(SET EXERCISE)
Copy every line of the records below word for word, leaving out the pictures.

(Point labeling records)
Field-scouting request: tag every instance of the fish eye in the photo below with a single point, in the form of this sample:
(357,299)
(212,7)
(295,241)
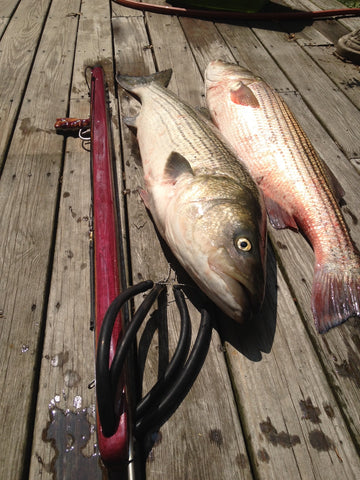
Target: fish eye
(243,244)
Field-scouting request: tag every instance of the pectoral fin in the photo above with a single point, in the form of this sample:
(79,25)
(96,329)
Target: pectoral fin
(175,166)
(243,95)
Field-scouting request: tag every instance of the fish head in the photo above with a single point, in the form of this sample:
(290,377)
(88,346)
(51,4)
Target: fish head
(226,85)
(226,248)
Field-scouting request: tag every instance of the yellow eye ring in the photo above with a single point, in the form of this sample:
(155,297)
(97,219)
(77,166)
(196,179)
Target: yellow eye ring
(243,244)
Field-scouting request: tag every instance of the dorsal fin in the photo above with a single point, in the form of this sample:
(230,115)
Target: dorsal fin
(243,95)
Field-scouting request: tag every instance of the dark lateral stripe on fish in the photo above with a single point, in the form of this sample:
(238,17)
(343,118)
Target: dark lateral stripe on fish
(168,102)
(297,134)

(CORRECT OUTPUT)
Field-scouting request: tag every instance of the fish eye in the photo below with a single point, in the form of this sample:
(357,299)
(212,7)
(295,241)
Target: fish eye
(243,244)
Field-scouting request: tag every instance of the pectoral fin in the photo above with a single point, in the form of this sample:
(79,25)
(96,329)
Target: pectoral fin
(175,166)
(243,95)
Field-scouting request: tag every instance of the fish head in the photo above with a single point, in the form of this sample:
(290,377)
(88,346)
(51,4)
Target: fish head
(226,85)
(226,248)
Field-scouting request: tag every instance of the yellow eye ring in the photo above with a single point, in the form of this sample:
(155,297)
(97,219)
(77,166)
(196,179)
Target: yellow eye ring
(243,244)
Field-scouting request: tag every instance of the dorsal fin in the photo above with a single point, in the form of this sample:
(230,115)
Target: dorsal fin
(243,95)
Field-scouting request: tag every instance of the dark lateral stripe on fish in the photo above with a single point, in the form of this sample:
(238,17)
(343,118)
Target: dark lateral stripe on fish
(168,102)
(297,134)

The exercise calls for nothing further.